■ Source extract:
┄┄┄┄┄┄┄┄┄┄┄┄┄┄┄┄┄┄┄┄

Everything we think/do/feel (including sentience) is a result of the electrochemical activity in our neural networks. The networks are very very complicated which means that the variety and intensity of our throughts/actions/feelings are also equally, if not more, complicated. But in the end the mind is just the activity of the brain. There is no magical spirit or soul or anything else.
We're machines ... very complicated machines ... but machines nonetheless. This label of consciousness or sentience that we often use will not magically transform us into anything else.
Here are a few of the many many many myths surrounding this topic at the moment.
It may be upsetting to think of ourselves as glorified gears and springs. Machines are insensate, built to be used, and disposable; humans are sentient, possessing of dignity and rights, and infinitely precious. A machine has some workaday purpose, such as grinding grain or sharpening pencils; a human being has higher purposes, such as love, worship, good works, and the creation of knowledge and beauty. The behavior of machines is determined by the ineluctable laws of physics and chemistry; the behavior of people is freely chosen. With choice comes freedom, and therefore optimism about our possibilities for the future. With choice also comes responsibility, which allows us to hold people accountable for their actions. And of course if the mind is separate from the body, it can continue to exist when the body breaks down, and our thoughts and pleasures will not someday be snuffed out forever.

┄┄┄┄┄┄┄┄┄┄┄┄┄┄┄┄┄┄┄┄

Image location labeling entries
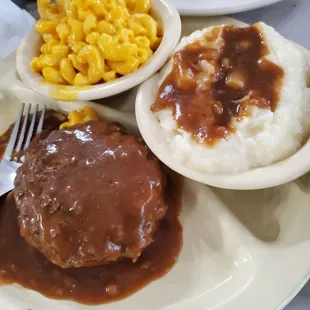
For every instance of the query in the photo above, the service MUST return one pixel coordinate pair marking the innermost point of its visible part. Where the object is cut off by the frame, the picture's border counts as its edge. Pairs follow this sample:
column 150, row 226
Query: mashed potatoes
column 261, row 136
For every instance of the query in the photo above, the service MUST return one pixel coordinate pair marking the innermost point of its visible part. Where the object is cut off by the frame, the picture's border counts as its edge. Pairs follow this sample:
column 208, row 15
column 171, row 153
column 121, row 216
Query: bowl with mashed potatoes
column 87, row 50
column 231, row 108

┄┄┄┄┄┄┄┄┄┄┄┄┄┄┄┄┄┄┄┄

■ To be done:
1. Extract the passage on the mind as brain activity from "We're machines ..." to "at the moment.".
2. Please switch "service" to "system" in the image location labeling entries from their first line to the line with "column 261, row 136", keeping everything else unchanged. Return only those lines and leave the pictures out.

■ Answers:
1.
We're machines ... very complicated machines ... but machines nonetheless. This label of consciousness or sentience that we often use will not magically transform us into anything else.
Here are a few of the many many many myths surrounding this topic at the moment.

2.
For every instance of the query in the photo above, the system MUST return one pixel coordinate pair marking the innermost point of its visible part. Where the object is cut off by the frame, the picture's border counts as its edge. Pairs follow this sample:
column 150, row 226
Query: mashed potatoes
column 261, row 136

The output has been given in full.